GOALS ->
- a) In the Poisson process post, why does Pr[Z > z] equal the probability that W_1 + Z_1 > z, W_2 + Z_2 > z, and so on all hold together? Answer in one to three sentences.
- b) Duplicate the part of the Poisson process post starting at "So far I have: Pr[Z>z]" and ending at "distributed over $(0,z]$.".

QUOTED PASSAGE ->
Let $ W_{1},W_{2},... $ be the waiting times in a Poisson process {$ X(t); t \ge 0 $} of rate $ \lambda$. Independent of the process, let $Z_{1},Z_{2},...$ be iid RVs with common pdf f(x) where 0 < x < $\infty$. Determine $Pr[Z > z]$, where Z = min{$ W_{1}+Z_{1},W_{2}+Z_{2},... $}.

So far I have: Pr[Z>z] = $ Pr[W_{1}+Z_{1} >z, W_{2}+Z_{2} >z,... ] = Pr[W_{1}+Z_{1} >z]Pr[W_{2}+Z_{2} >z]... $

For a particular probability $ Pr[W_{k} +Z_{k} > z] $ the wait time can be interpreted as a uniform distribution $U$ distributed over $(0,z]$.

Excerpts of pointing data
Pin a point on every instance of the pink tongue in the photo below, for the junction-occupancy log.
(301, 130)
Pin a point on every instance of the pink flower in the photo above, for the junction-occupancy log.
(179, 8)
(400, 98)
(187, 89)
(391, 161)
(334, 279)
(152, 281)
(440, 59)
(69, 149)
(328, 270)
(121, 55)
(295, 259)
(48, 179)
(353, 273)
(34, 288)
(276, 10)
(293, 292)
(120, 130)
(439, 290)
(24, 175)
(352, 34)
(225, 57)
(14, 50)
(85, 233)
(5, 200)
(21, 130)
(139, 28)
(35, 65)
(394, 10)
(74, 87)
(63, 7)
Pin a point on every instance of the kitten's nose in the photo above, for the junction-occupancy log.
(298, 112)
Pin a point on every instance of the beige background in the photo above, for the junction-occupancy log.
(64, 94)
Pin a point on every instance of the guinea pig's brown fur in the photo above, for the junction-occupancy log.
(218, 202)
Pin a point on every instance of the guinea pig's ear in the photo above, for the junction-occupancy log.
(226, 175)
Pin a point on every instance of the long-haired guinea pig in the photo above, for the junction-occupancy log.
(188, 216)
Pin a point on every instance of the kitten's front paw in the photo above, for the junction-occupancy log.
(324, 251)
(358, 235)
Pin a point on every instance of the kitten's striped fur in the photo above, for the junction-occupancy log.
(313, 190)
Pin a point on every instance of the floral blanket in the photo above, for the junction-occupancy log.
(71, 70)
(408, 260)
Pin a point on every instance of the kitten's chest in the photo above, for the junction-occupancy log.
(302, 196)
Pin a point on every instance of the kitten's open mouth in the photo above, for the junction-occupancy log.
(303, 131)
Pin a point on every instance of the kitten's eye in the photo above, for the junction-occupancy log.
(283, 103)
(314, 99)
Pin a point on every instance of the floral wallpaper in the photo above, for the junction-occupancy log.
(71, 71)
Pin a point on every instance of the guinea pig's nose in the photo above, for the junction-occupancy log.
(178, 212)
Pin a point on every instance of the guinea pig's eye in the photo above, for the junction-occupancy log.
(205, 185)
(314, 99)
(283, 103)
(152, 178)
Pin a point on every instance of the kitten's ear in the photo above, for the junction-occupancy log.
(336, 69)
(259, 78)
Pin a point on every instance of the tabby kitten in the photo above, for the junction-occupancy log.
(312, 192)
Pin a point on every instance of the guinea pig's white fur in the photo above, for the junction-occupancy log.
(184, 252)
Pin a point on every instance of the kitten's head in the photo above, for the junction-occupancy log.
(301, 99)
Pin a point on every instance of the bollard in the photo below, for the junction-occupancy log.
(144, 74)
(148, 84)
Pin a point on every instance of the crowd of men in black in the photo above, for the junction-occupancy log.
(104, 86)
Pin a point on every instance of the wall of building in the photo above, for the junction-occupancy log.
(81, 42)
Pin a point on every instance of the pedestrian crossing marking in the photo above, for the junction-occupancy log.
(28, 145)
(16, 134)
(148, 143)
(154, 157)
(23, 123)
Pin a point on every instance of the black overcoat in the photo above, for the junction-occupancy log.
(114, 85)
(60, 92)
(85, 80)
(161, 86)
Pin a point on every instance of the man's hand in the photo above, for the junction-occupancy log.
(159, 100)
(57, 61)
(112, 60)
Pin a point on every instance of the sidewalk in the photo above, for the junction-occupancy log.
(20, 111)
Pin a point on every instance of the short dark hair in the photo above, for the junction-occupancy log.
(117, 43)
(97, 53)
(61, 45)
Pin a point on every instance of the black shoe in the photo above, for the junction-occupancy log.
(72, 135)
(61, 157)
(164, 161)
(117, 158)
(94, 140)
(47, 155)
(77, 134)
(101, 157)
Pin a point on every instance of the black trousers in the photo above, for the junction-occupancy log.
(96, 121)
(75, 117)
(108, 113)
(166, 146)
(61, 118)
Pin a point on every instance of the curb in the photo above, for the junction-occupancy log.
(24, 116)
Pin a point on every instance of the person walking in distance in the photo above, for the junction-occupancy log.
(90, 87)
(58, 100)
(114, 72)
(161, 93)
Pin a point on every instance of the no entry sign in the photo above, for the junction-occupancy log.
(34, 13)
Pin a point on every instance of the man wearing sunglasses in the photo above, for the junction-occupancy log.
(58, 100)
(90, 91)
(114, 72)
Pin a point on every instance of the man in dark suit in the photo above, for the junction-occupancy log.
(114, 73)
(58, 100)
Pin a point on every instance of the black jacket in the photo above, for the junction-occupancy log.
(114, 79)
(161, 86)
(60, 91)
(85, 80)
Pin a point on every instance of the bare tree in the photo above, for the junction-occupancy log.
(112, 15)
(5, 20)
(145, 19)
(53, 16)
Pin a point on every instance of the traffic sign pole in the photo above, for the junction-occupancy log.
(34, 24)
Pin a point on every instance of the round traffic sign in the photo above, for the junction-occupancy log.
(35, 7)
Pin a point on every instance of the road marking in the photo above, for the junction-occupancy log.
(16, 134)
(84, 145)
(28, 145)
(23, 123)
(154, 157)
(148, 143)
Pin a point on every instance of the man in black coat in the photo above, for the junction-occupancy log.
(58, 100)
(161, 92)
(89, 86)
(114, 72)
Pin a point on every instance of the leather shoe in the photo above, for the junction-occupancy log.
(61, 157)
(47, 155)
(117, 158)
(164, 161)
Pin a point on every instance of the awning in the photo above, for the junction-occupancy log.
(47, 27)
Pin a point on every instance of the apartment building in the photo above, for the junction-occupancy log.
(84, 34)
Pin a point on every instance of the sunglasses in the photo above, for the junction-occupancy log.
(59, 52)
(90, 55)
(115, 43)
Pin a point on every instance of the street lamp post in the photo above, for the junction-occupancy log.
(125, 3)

TASK SOLUTIONS ->
- a) Z is defined as the minimum of the sums W_1 + Z_1, W_2 + Z_2, and so on. The minimum exceeds z only when every one of those sums exceeds z, so the two events are the same.

- b)
So far I have: Pr[Z>z] = $ Pr[W_{1}+Z_{1} >z, W_{2}+Z_{2} >z,... ] = Pr[W_{1}+Z_{1} >z]Pr[W_{2}+Z_{2} >z]... $

For a particular probability $ Pr[W_{k} +Z_{k} > z] $ the wait time can be interpreted as a uniform distribution $U$ distributed over $(0,z]$.